■ WORK TO BE COMPLETED
Please reproduce the material below word for word, keeping every line unchanged.

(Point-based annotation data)

********************

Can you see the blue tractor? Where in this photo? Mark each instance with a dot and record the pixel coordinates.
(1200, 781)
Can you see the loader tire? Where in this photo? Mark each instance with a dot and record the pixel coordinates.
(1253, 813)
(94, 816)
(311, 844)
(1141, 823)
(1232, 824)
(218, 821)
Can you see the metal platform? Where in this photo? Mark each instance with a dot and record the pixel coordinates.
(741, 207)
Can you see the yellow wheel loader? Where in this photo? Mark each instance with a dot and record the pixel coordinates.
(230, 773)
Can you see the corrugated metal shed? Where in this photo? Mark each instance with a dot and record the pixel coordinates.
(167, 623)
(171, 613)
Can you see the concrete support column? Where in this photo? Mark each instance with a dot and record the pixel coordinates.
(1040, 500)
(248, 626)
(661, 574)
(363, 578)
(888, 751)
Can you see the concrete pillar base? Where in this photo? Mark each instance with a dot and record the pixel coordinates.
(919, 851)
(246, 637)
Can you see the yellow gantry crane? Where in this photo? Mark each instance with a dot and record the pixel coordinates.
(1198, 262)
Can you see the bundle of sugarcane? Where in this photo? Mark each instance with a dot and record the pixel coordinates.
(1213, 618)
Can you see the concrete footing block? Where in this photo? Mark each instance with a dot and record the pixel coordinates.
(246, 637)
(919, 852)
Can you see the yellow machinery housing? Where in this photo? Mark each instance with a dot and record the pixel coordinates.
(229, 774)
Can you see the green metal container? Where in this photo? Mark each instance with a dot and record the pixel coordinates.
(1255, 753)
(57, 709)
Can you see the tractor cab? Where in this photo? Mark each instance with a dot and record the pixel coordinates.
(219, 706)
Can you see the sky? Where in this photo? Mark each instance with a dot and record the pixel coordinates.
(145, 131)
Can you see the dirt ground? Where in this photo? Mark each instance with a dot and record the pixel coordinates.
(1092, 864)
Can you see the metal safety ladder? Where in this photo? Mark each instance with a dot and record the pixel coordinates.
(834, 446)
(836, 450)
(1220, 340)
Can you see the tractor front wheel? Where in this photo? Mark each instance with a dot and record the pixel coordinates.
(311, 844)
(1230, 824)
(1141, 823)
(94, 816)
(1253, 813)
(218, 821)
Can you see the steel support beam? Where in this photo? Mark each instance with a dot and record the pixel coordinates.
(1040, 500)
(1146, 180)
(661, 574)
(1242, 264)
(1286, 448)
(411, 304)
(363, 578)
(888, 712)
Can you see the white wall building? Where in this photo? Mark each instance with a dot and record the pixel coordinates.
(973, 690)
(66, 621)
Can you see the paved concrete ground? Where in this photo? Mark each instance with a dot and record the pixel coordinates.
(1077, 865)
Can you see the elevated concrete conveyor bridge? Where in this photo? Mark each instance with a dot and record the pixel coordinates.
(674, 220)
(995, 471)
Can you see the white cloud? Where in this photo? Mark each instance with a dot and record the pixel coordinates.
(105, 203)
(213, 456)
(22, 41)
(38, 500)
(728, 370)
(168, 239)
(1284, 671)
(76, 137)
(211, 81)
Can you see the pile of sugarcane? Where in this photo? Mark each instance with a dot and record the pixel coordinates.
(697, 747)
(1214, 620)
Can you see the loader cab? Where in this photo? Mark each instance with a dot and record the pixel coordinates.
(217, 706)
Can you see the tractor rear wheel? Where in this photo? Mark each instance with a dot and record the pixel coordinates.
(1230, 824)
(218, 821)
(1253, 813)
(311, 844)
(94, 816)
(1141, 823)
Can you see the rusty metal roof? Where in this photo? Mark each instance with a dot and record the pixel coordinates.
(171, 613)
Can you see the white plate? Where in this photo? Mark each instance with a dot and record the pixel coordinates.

********************

■ FINAL RESULT
Can you see the blue tractor? Where in this photo? Mark each instance with a dot and record the pixel coordinates.
(1200, 781)
Can you see the loader tire? Where in this photo? Mark each instance with a dot and record the pixel coordinates.
(1253, 813)
(94, 816)
(311, 844)
(1141, 823)
(1232, 824)
(218, 821)
Can you see the metal platform? Where in this photo? Mark each instance with a dot and record the pixel coordinates.
(741, 207)
Can you see the yellow wheel loader? Where in this photo? Mark each instance with a dot and record the pixel coordinates.
(230, 773)
Can you see the corrugated metal shed? Where in this photo? Mark each instance with a dot and record the pixel coordinates.
(167, 623)
(171, 613)
Can you see the concrete support column? Where in this photo? Mark each instance with a dot and record the pixel coordinates.
(1040, 500)
(248, 626)
(661, 574)
(363, 578)
(888, 751)
Can you see the concrete pillar base? Where in this photo? Mark each instance with a dot and record the pixel coordinates.
(919, 851)
(246, 637)
Can you see the yellow gantry crane? Where in this photo? Mark each instance with a dot and record the pixel coordinates.
(1198, 262)
Can you see the bundle of sugarcane? Where in this photo? Mark each instance with a dot and record the pixel coordinates.
(1213, 618)
Can you see the concrete footing block? Where in this photo? Mark each instance with a dot and record the pixel coordinates.
(246, 637)
(919, 852)
Can you see the yellow machinery housing? Where in this photo? Mark each instance with a dot and record the pixel coordinates.
(229, 774)
Can you see the green metal container? Where in this photo? Mark each instance with a dot and record the pixel coordinates.
(1255, 753)
(57, 709)
Can you see the tractor cab? Where in this photo? Mark each instance with a dot and record the pixel coordinates.
(219, 706)
Can you see the sky? Where in this photo? Mark each instance with a dot and record the pixel coordinates.
(145, 131)
Can you see the dirt ground? Where in this photo? Mark each instance with a dot and record the pixel coordinates.
(1092, 864)
Can you see the metal safety ladder? Where in this photo? Mark each instance with a dot and record the pixel coordinates.
(834, 446)
(836, 450)
(1220, 340)
Can you see the tractor front wheel? Where in this photo? Mark each instance with a dot and record the pixel coordinates.
(311, 844)
(1230, 824)
(1141, 823)
(94, 816)
(1253, 813)
(218, 821)
Can you see the steel support beam? Where in this photo? Mark each instance with a dot and record the pixel coordinates.
(1040, 500)
(1146, 180)
(661, 574)
(1242, 264)
(1286, 448)
(411, 304)
(363, 578)
(888, 712)
Can you see the white wall building? Where in this photo? Mark each instance with a dot and record the pixel coordinates.
(973, 690)
(66, 621)
Can you see the paved concrete ground? Where in this photo? Mark each instance with a dot and record the pixel coordinates.
(1077, 865)
Can you see the elevated concrete conveyor bridge? Where in this photo? Mark each instance with a dot and record the pixel coordinates.
(674, 220)
(995, 471)
Can you see the white cloud? Where in this photo? Mark each instance with a dot and record the pixel coordinates.
(105, 203)
(213, 456)
(22, 41)
(38, 500)
(728, 370)
(168, 239)
(1284, 671)
(76, 137)
(211, 81)
Can you see the pile of sugarcane? Where in this photo? Mark each instance with a dot and record the pixel coordinates.
(697, 747)
(1214, 620)
Can you see the loader cab? Where in this photo? Mark each instance with a dot and record the pixel coordinates.
(217, 706)
Can you see the tractor rear wheel? Where in this photo? Mark each instance with a dot and record the pixel coordinates.
(1230, 824)
(218, 821)
(1253, 813)
(311, 844)
(94, 816)
(1141, 823)
Can you see the rusty metal roof? Where in this photo? Mark each instance with a dot and record the pixel coordinates.
(171, 613)
Can you see the white plate? Where in this photo? Mark each instance with a dot and record the pixel coordinates.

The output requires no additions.